_The request_.
Copy out all of the material below, swapping "that would help a great deal" for "that would be very useful" wherever it appears and keeping everything else the same. Omit the pictures.

_Records provided_.

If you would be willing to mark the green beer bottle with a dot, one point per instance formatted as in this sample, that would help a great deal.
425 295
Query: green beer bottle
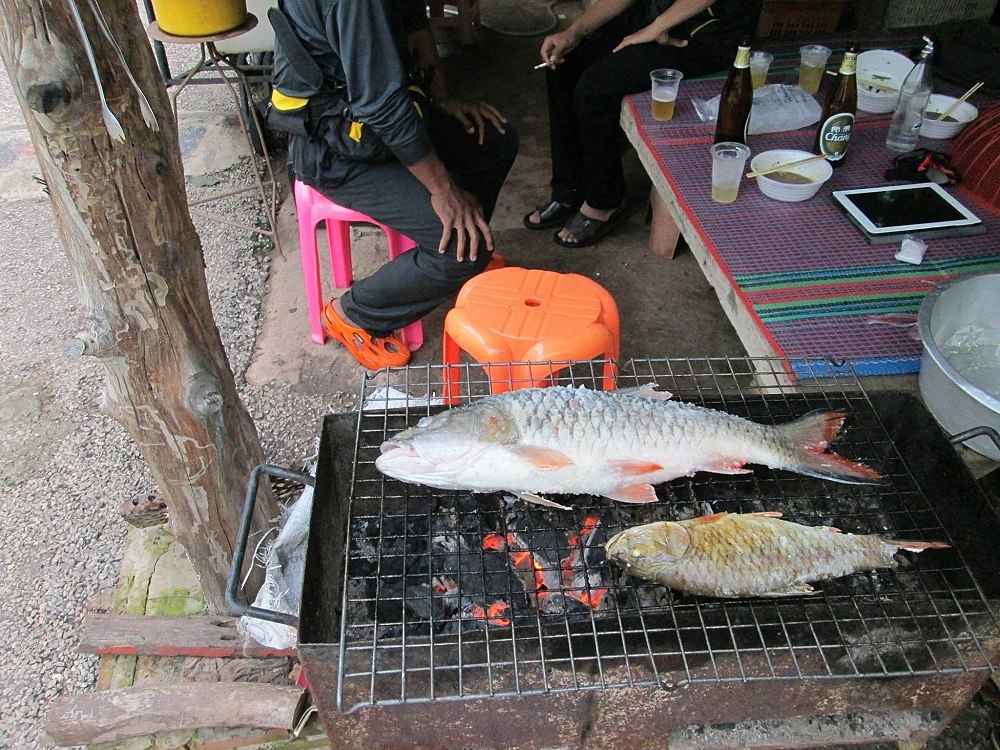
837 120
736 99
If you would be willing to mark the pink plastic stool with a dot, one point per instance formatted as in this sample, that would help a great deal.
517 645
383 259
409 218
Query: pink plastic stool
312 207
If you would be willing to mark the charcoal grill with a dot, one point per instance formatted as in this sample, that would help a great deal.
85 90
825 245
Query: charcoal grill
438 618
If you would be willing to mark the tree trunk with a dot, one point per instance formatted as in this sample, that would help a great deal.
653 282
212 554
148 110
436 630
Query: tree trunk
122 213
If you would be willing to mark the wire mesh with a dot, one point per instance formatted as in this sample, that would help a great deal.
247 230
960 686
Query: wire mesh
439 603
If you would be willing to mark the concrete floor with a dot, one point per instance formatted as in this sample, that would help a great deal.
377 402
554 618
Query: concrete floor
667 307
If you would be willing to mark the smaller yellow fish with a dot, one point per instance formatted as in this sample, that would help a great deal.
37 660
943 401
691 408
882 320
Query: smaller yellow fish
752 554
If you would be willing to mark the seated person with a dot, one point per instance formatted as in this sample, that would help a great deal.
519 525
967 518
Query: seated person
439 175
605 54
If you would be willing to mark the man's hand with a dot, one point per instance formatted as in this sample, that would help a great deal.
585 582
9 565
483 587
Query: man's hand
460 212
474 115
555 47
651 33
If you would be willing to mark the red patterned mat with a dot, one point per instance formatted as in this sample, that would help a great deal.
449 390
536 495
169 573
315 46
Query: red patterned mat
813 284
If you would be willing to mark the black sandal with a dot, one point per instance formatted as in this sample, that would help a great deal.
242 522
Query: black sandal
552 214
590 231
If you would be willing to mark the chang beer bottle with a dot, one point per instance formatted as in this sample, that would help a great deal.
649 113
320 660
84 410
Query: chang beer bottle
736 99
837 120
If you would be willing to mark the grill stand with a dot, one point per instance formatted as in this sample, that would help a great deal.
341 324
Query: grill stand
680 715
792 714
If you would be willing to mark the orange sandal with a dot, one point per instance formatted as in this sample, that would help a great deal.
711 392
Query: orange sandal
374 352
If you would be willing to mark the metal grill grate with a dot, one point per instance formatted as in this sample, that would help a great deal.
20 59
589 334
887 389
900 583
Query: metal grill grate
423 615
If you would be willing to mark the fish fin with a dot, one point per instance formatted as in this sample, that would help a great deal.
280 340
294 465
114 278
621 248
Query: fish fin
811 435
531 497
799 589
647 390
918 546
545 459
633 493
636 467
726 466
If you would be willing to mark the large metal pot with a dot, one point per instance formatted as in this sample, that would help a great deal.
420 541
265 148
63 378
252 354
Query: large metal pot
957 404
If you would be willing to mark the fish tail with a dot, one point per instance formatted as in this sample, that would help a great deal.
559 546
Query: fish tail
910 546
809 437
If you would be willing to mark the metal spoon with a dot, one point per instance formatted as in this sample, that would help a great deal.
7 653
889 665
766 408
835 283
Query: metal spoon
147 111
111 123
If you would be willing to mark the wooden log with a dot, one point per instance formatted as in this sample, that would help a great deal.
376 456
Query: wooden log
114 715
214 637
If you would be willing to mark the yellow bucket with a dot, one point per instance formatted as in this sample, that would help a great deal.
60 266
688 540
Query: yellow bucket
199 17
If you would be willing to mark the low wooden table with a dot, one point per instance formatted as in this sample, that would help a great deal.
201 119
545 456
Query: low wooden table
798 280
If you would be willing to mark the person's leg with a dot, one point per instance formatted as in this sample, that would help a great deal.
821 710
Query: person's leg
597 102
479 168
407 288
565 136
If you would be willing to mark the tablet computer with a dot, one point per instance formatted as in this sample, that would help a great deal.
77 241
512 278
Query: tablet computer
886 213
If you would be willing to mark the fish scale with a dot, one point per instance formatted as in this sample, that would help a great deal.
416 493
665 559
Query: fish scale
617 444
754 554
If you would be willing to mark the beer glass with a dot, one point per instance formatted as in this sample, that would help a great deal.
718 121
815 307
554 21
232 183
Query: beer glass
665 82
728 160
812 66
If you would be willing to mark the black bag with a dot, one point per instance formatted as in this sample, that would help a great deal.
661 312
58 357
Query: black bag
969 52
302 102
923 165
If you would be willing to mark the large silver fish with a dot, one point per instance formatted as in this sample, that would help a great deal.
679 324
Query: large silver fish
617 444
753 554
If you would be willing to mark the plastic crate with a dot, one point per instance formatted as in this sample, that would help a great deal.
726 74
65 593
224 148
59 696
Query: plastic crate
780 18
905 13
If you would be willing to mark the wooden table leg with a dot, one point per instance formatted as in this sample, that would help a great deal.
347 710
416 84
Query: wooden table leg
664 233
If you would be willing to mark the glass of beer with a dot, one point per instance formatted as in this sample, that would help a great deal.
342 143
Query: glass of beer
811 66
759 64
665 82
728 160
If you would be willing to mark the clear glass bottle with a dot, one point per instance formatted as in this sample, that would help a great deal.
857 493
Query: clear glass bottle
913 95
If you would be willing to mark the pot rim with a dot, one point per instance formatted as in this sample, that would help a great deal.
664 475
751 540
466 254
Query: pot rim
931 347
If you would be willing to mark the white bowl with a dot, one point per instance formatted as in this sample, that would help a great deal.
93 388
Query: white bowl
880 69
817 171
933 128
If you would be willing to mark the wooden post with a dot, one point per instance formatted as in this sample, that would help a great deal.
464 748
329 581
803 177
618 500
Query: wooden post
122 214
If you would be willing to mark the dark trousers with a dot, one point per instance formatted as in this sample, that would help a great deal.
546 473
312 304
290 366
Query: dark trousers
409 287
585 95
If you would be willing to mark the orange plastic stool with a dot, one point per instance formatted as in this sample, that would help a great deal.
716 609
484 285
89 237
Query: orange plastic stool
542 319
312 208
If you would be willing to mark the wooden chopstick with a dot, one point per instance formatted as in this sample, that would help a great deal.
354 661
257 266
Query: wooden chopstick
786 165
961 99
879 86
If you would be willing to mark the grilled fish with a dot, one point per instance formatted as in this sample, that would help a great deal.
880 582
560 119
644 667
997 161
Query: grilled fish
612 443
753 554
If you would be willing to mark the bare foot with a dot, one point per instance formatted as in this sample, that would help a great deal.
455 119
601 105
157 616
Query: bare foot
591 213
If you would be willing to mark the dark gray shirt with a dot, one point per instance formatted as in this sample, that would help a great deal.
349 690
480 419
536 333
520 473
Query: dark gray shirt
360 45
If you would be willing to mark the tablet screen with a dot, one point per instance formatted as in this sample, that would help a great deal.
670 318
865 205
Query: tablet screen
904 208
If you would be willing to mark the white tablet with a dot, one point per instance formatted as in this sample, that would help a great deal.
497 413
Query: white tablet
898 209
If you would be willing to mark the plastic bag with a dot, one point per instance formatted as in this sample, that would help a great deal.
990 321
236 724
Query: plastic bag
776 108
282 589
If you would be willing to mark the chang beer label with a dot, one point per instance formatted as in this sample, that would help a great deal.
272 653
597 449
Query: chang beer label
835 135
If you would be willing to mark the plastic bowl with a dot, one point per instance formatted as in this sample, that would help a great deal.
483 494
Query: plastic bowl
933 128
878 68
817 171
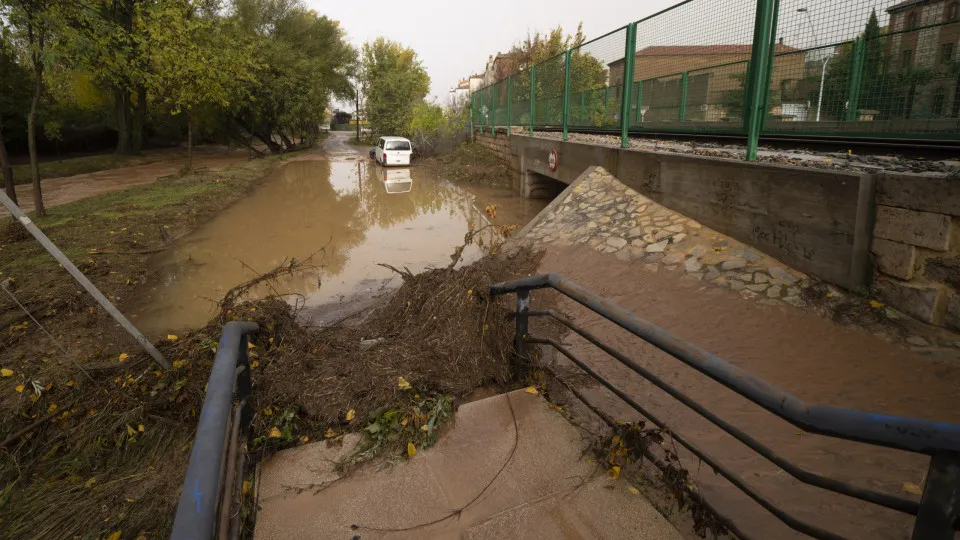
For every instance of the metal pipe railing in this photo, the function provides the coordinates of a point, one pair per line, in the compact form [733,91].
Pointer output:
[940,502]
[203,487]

_Exercise result_.
If you would be willing to mark the green beer bottle with a dot, one point per instance formatted as in this sample, that would be very useful.
425 295
Query: green beer bottle
837 120
736 99
If you would be willing to mark the pink plastic stool with a dot, one point per instance formatted as in this sample, that would be very useful.
517 645
383 259
409 218
Query: pink plastic stool
312 207
If you would be willing to mark the charcoal grill with a dot, one point per instance formatted as in this sample, that would be very useful.
85 90
825 245
Query: charcoal grill
438 618
If you would be willing to mark the tree trunk with a dot, one point per instance formatted as in this sample, that would be very useful.
653 282
212 554
148 110
436 630
Query: tree trunk
122 213
If you would be willing to mark the wire mesh with a dot, one point per instance formatted as in this sample, that would be very useful.
247 230
960 686
Query: wire mesh
439 603
If you would be willing to mark the concrete floor with a dot, one point per instance formatted as in this sample, that would be very useful.
377 402
554 618
Query: concrete floor
667 307
If you would be willing to mark the smaller yellow fish with a dot, one point per instance formatted as in this sample, that would be very useful.
37 660
943 401
691 408
882 320
Query: smaller yellow fish
752 554
If you would be willing to mark the seated person with a dot, one point per instance formatted as in this sample, that would be very useful.
519 525
967 518
Query: seated person
439 175
605 54
If you would be willing to mark the man's hand with a dot, one point per instance formatted as in this sample, that would be very useful.
585 582
9 565
483 587
Query: man's hand
460 212
474 115
555 47
651 33
If you would be willing to mark the red patterned mat with a dot, one point per instance formatted as in this sample, that would be very useful.
449 390
536 495
169 573
315 46
Query: red patterned mat
813 284
If you would be willing to mark the black sandal with a dot, one point per instance formatted as in this sample, that would be very useful.
242 522
Query: black sandal
552 214
590 231
If you would be willing to mark the chang beer bottle with a dot, one point per instance formatted as in this sample, that would be very useful.
649 113
320 660
84 410
Query: chang beer bottle
736 99
837 120
If you would be willing to mark the grill stand with a dot, one point per instance formatted as in this sample, that would be very useful.
341 324
Query: grill stand
680 715
792 714
If you would be willing to mark the orange sandal with a dot, one point per instance formatted as in this sample, that would be very useful.
711 392
Query: orange sandal
374 352
If you would be willing to mark the metal grill grate with a dot, one point per instance formatted as in this sample, that would be very useful.
20 59
589 334
887 389
900 583
Query: metal grill grate
423 615
If you would be willing to mark the fish fin with a dot, one point per instance formatted as in this sample, that would be very useful.
280 340
294 465
114 278
621 248
Query: fish fin
811 435
531 497
799 589
647 390
918 546
545 459
633 493
636 467
726 466
If you would be willing to mark the large metal pot with a dot, one point per instance formatted as in this sample, that would be very useful.
420 541
265 148
63 378
252 354
Query: large metal pot
957 404
If you would be willing to mark the fish tail with a dot, one point per instance formatted as in this sample, that would be very useful.
559 546
Query: fish tail
910 546
809 437
If you would be willing to mark the metal spoon with a dot, one point per instance formatted as in this sample, that would be very useful.
7 653
889 665
766 408
835 283
Query: metal spoon
147 111
111 123
If you would be willing to mark the wooden log with a dot, one point per instance formatted as in this sample, that would be very useful.
376 456
Query: wooden log
114 715
214 637
If you would be willing to mark the yellow bucket with a dot, one point per instance formatted as in this sample, that would be very useful.
60 266
688 540
Query: yellow bucket
199 17
If you would be willing to mark the low wooden table with a dot, one point per instance formatted as in this sample, that would be very useful.
201 119
545 456
Query: low wooden table
798 280
If you would be willing to mark the person's leg with a dot, one point per instance formatted as in this sample, that would be very useful.
821 710
Query: person's leg
597 102
479 168
407 288
565 136
If you would be willing to mark the tablet computer with a dot, one point per instance formatted as in this sample, that would be very useful.
77 241
512 278
Query: tablet computer
886 213
If you would be willing to mark the fish scale with a dot, one point per instance formatted as in this sample, that would be very useful.
416 493
665 559
Query: fish scale
617 444
754 554
If you would be willing to mark the beer glass with a dot, one point per instance formatted as in this sample, that would be very useful.
718 121
815 307
554 21
232 183
Query: beer glass
665 82
728 160
812 66
If you would be willing to mark the black bag with a dot, one point per instance formatted as in this sample, that would be very useful.
661 312
58 357
Query: black bag
969 52
302 102
923 165
If you would be willing to mark the large silver fish with a dot, one point per instance formatted as in this sample, that would be very useful.
679 324
Query: large silver fish
617 444
753 554
If you would be willing to mark the plastic crate with a dot, one point per instance formatted as in this sample, that would be very useful.
726 74
65 593
224 148
59 696
Query: plastic crate
780 18
905 13
If you would be willing to mark the wooden table leg with a dot, one point per instance formatted as in this sample, that would be very useful.
347 710
416 84
Query: wooden table leg
664 233
If you would be willing to mark the glass of beer with a dot, one point per instance formatted as in this sample, that would be very useful.
342 143
Query: glass of beer
811 66
759 64
665 82
728 160
If you would be willing to mark the clear glass bottle with a dot, one point per instance formatted as in this sample, that would be very useful.
857 493
Query: clear glass bottle
913 95
If you would be willing to mark the pot rim with a dot, one point per instance formatted as in this sample, that would be very useful.
664 475
751 540
466 254
Query: pot rim
931 347
If you would be willing to mark the white bowl with a dot, one point per instance formatted as in this sample, that would be very useful.
93 388
Query: white bowl
880 69
817 171
933 128
If you would be willing to mark the wooden post with a dot, one point per instance formatted as in this sample, that would be very useful.
464 748
329 581
803 177
618 500
Query: wooden post
122 214
If you would be willing to mark the dark trousers with a dot, one point per instance formatted as in this sample, that would be very useful.
546 473
312 304
290 366
Query: dark trousers
409 287
585 95
If you would be willing to mark the orange plastic stool with a dot, one point per instance formatted as in this sample, that would be very useful.
716 609
484 285
89 237
Query: orange plastic stool
542 319
312 208
If you would be willing to mark the wooden chopstick with a dot, one point per instance formatted as in this sample, that would be very useful.
354 661
257 266
Query: wooden chopstick
786 165
961 99
879 86
If you would be willing to mark the grilled fish with a dot, one point per instance formatted as in this sample, that would be very useful.
880 582
560 119
644 667
997 161
Query: grilled fish
612 443
753 554
If you would be willing to mark the bare foot with a dot, one point per instance formatted as in this sample, that would be very useful.
455 119
601 105
157 616
Query: bare foot
591 213
If you would be willing to mark the dark gray shirt with a dot, one point per instance formatted as in this sample, that would be very useful.
349 690
480 419
536 333
520 473
Query: dark gray shirt
360 45
If you would be willing to mark the tablet screen with a dot, one point per instance formatted as in this sample, that would be very useful.
670 318
865 205
Query: tablet screen
904 208
If you would be willing to mark the white tablet with a dot, one point per instance formatted as in this sample, that would be very useful.
497 413
Query: white tablet
898 209
If you would be willing to mark the plastic bag with a dot, one point per instance formatted as in this sample, that would be very useful.
990 321
236 724
Query: plastic bag
776 108
282 589
If you would be willing to mark the chang beer label with a dot, one point per instance formatted as in this sample, that would be very useful.
272 653
597 449
Query: chang beer label
835 135
If you would be willing to mark the plastic bowl with a dot, one point per instance formatted as in this sample, that would be very useful.
483 494
Query: plastic bowl
933 128
878 68
817 171
For every instance of the metal pipe railing in this photo, the function provides the coordinates of a point, one pair per line, in the compact form [733,91].
Pointer output:
[940,502]
[203,487]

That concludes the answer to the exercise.